POTONGAN DOKUMEN

::::

Sepakat Dengan Mahfud MD, Peneliti BRIN: Pemakzulan Prabowo-Gibran Tak Harus 1 Paket!

- Sabtu, 14 Juni 2025 | 15:05 WIB
Sepakat Dengan Mahfud MD, Peneliti BRIN: Pemakzulan Prabowo-Gibran Tak Harus 1 Paket!




POLHUKAM.ID - Peneliti Utama Ilmu Politik BRIN, R Siti Zuhro, memberikan tanggapannya atas pernyataan Joko Widodo (Jokowi) yang mengatakan bahwa Presiden dan Wakil Presiden satu paket.


Adapun yang dimaksud satu paket oleh Jokowi yakni, putra sulungnya sekaligus Wapres RI, Gibran Rakabuming Raka itu sepaket dengan Presiden RI, Prabowo Subianto, walhasil keduanya tidak bisa dipisahkan.


"Pemilihan presiden kemarin kan satu paket, bukan sendiri-sendiri. Kayak di Filipina itu sendiri-sendiri. Di kita ini kan satu paket," jelas Jokowi, dikutip dari YouTube Official iNews, Jumat (6/6/2025).


"Memang mekanismenya seperti itu (menerima presiden dan wakil presiden)," sambungnya.


Namun, Siti Zuhro tidak setuju dengan hal tersebut karena menurutnya, pemakzulan itu tidak harus sepaket.


"Pernyataan Pak Jokowi bahwa pemilihan kemarin itu sepaket, dalam pemilihan lho, bukan pasca pemilihan, jadi harus ada klausul yang berbeda," ungkapnya, dalam Talkshow Dua Arah Kompas TV, Jumat (13/6/2025).

::::

Catatan dari sebuah kumpulan data:
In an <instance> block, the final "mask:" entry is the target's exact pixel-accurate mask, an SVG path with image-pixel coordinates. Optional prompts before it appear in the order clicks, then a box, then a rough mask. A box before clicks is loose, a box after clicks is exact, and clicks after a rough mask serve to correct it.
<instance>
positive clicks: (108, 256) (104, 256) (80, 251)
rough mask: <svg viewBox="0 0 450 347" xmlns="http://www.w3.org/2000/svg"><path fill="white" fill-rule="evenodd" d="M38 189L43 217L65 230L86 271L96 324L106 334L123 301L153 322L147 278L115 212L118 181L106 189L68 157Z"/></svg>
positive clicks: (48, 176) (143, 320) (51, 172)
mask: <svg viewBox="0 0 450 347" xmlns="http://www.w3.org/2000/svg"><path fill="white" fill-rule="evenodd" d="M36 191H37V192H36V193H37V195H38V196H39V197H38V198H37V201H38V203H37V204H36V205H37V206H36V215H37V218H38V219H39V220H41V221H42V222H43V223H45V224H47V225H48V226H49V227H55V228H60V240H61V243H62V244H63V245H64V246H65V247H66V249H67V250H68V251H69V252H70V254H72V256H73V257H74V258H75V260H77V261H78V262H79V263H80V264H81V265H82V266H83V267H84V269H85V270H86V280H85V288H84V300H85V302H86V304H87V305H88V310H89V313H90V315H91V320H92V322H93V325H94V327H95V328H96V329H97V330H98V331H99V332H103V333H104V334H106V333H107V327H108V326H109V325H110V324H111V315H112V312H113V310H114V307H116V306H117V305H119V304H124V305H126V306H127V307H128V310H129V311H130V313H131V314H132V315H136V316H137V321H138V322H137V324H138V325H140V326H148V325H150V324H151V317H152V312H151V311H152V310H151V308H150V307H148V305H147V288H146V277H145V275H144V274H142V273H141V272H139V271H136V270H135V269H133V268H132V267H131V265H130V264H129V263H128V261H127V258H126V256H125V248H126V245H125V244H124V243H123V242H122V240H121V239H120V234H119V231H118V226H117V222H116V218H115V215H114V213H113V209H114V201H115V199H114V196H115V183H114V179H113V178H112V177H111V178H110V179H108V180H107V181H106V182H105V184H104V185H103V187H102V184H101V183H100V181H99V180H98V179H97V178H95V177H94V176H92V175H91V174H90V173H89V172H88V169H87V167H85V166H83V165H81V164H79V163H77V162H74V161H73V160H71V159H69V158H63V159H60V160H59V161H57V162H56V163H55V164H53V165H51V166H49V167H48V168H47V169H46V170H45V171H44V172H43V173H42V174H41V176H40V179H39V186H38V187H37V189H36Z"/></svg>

::::

PETUNJUK PENGERJAAN
Salin persis bagian artikel tentang pemakzulan Prabowo-Gibran dari "- Sabtu, 14" sampai "tidak bisa dipisahkan.". Item-item tersebut sama sekali tidak digunakan dalam latihan ini.

HASIL LATIHAN
- Sabtu, 14 Juni 2025 | 15:05 WIB
Sepakat Dengan Mahfud MD, Peneliti BRIN: Pemakzulan Prabowo-Gibran Tak Harus 1 Paket!




POLHUKAM.ID - Peneliti Utama Ilmu Politik BRIN, R Siti Zuhro, memberikan tanggapannya atas pernyataan Joko Widodo (Jokowi) yang mengatakan bahwa Presiden dan Wakil Presiden satu paket.


Adapun yang dimaksud satu paket oleh Jokowi yakni, putra sulungnya sekaligus Wapres RI, Gibran Rakabuming Raka itu sepaket dengan Presiden RI, Prabowo Subianto, walhasil keduanya tidak bisa dipisahkan.